Copy all entries exactly.
- - -
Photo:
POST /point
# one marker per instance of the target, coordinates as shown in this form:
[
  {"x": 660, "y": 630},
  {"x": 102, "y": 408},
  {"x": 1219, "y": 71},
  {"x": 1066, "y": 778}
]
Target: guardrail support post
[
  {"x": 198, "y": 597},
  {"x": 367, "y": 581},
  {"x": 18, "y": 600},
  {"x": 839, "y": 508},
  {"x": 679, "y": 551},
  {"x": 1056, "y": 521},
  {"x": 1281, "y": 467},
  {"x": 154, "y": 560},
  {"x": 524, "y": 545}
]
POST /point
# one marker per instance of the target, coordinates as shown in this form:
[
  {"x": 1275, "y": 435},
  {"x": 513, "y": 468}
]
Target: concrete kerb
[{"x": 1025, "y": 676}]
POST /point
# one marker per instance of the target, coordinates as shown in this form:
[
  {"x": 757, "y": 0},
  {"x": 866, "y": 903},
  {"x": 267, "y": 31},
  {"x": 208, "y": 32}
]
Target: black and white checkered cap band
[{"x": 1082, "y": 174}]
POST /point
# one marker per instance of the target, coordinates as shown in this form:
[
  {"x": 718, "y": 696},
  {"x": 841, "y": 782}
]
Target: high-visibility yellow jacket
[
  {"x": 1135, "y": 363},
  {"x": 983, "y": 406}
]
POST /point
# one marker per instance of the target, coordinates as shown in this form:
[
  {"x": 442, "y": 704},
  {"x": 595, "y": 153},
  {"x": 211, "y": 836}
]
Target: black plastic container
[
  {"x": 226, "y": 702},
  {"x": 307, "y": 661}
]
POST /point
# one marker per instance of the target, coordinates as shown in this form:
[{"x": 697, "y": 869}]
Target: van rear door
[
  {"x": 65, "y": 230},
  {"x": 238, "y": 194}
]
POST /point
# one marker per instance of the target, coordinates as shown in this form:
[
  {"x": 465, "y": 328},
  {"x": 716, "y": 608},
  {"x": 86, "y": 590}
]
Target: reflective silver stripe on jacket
- - -
Finished task:
Photo:
POST /point
# one marker per instance of the target, coordinates as shown in this form:
[
  {"x": 660, "y": 630},
  {"x": 102, "y": 408},
  {"x": 1219, "y": 71},
  {"x": 1066, "y": 778}
]
Target: guardrail support post
[
  {"x": 198, "y": 597},
  {"x": 367, "y": 581},
  {"x": 18, "y": 600},
  {"x": 839, "y": 508},
  {"x": 679, "y": 551},
  {"x": 1056, "y": 521},
  {"x": 1281, "y": 467},
  {"x": 154, "y": 560},
  {"x": 524, "y": 545}
]
POST /point
# one marker per instance of the target, coordinates as shown in this form:
[
  {"x": 1275, "y": 435},
  {"x": 513, "y": 468}
]
Target: concrete kerb
[{"x": 1025, "y": 676}]
POST /point
# one marker per instance of the target, coordinates as shown in this form:
[
  {"x": 757, "y": 0},
  {"x": 866, "y": 903},
  {"x": 267, "y": 31},
  {"x": 208, "y": 32}
]
Target: black and white checkered cap band
[{"x": 1082, "y": 174}]
POST /point
# one marker per instance of the target, coordinates as shown in this form:
[
  {"x": 718, "y": 696},
  {"x": 841, "y": 782}
]
Target: high-visibility yellow jacket
[
  {"x": 1135, "y": 363},
  {"x": 983, "y": 406}
]
POST /point
# one marker per instance of the target, coordinates as shown in this form:
[
  {"x": 442, "y": 704},
  {"x": 595, "y": 153},
  {"x": 211, "y": 836}
]
Target: black plastic container
[
  {"x": 226, "y": 702},
  {"x": 307, "y": 661}
]
POST /point
# one marker per instance of the target, coordinates as shown in this form:
[{"x": 697, "y": 869}]
Target: van rear door
[
  {"x": 65, "y": 230},
  {"x": 238, "y": 194}
]
POST /point
# one marker per instance of the target, coordinates as shown in this form:
[
  {"x": 465, "y": 328},
  {"x": 716, "y": 608},
  {"x": 86, "y": 590}
]
Target: reflective silver stripe on jacket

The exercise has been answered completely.